(Natural-language object grounding data)
* * * *

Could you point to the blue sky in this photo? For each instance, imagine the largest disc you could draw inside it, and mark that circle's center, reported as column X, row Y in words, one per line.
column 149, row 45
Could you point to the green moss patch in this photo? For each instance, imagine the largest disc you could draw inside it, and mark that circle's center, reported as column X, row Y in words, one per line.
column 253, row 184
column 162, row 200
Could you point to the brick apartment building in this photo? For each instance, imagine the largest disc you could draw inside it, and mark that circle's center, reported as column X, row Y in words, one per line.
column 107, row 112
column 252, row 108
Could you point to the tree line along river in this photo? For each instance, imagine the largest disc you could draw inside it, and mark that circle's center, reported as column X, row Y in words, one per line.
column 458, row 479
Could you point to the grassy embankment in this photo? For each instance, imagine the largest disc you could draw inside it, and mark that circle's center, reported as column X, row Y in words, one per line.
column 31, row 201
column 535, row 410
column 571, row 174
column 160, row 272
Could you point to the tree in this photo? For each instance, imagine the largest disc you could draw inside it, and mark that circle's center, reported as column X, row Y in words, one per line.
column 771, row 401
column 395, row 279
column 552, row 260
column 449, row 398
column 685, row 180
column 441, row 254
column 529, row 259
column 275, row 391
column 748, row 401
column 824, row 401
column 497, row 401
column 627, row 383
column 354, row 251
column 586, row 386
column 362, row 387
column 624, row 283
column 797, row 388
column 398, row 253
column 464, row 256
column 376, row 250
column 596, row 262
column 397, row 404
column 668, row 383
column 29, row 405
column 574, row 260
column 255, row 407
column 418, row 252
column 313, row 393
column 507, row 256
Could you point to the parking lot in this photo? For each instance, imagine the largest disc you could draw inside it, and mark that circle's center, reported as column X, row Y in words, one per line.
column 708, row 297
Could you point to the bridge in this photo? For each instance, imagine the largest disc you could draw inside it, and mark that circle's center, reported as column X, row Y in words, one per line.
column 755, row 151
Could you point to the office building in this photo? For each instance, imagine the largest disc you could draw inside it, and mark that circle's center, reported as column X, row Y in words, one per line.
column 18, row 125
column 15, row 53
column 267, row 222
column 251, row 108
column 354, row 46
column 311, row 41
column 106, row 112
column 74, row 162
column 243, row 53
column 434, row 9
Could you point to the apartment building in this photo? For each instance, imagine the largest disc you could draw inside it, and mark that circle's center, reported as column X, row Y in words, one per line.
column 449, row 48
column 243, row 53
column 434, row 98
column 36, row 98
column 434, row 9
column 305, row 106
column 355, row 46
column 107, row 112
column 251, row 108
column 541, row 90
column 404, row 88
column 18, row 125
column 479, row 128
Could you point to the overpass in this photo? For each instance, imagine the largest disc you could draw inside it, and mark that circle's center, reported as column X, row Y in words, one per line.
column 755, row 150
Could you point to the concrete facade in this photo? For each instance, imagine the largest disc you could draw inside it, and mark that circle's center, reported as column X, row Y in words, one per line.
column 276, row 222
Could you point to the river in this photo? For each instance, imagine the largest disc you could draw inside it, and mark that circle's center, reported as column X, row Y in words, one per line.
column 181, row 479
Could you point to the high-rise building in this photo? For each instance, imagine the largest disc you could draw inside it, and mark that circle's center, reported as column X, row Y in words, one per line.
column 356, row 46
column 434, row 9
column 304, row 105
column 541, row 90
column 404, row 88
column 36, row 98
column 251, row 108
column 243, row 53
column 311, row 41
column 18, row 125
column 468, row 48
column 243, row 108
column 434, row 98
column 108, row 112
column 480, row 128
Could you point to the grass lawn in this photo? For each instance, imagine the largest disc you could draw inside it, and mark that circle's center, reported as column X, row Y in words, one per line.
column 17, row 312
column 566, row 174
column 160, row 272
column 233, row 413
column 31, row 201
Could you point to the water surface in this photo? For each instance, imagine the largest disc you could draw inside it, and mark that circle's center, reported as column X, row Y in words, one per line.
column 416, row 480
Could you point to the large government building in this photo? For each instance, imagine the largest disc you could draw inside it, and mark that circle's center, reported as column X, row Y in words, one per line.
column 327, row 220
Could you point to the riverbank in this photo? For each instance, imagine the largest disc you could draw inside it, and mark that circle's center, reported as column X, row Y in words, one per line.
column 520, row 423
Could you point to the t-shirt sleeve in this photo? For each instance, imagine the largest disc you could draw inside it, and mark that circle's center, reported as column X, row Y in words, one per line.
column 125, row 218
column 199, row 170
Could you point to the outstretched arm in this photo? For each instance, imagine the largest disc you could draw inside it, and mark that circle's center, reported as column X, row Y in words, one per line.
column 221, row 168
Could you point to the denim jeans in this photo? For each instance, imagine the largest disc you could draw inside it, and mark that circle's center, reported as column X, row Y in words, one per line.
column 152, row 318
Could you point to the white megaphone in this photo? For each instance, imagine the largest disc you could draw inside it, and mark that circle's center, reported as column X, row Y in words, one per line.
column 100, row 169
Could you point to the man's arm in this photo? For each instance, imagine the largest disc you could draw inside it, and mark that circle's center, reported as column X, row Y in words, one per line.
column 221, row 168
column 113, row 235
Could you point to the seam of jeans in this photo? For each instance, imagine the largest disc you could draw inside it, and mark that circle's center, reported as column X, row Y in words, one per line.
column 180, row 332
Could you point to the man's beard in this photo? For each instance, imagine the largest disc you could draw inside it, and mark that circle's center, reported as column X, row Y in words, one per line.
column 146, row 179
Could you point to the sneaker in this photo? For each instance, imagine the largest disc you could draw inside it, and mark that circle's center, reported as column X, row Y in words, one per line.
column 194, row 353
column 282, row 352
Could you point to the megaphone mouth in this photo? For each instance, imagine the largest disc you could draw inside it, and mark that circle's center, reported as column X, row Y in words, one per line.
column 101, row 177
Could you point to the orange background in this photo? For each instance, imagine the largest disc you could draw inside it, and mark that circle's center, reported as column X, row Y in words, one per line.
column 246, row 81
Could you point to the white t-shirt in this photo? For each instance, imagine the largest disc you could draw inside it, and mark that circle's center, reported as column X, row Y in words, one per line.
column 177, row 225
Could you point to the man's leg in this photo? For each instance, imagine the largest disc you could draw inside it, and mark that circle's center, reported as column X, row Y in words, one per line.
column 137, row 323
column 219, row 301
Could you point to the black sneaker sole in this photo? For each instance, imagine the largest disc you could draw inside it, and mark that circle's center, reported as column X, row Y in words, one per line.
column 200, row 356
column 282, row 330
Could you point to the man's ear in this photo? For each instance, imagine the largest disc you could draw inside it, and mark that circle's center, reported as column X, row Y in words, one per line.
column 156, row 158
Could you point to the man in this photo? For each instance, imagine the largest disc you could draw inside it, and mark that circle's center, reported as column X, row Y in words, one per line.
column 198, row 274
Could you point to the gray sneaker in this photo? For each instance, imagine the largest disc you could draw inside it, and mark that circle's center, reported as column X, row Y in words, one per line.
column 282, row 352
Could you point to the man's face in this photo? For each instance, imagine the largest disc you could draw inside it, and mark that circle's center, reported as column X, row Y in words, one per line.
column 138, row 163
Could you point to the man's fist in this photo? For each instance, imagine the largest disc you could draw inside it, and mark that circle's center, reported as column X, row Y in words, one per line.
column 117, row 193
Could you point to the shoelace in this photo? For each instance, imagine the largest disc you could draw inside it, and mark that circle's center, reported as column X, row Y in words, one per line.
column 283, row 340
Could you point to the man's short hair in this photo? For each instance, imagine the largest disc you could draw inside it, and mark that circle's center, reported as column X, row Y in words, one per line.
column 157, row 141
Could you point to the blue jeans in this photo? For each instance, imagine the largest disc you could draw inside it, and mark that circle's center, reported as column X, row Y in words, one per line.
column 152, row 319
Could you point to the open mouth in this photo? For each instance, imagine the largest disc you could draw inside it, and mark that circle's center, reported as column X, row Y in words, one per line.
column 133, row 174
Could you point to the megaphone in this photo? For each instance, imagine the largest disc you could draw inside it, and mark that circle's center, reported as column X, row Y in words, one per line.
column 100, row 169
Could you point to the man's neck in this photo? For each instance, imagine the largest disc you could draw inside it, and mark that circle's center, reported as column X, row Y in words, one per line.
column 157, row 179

* * * *

PROBLEM: The answer is the line containing "Could you point to the man's neck" together with every line after it in the records, repeated exactly and with nothing else.

OUTPUT OF THE TASK:
Could you point to the man's neck in this photo? For each instance, imagine the largest disc you could draw inside it, and mark that circle's center, reported as column X, row Y in words, one per line.
column 157, row 179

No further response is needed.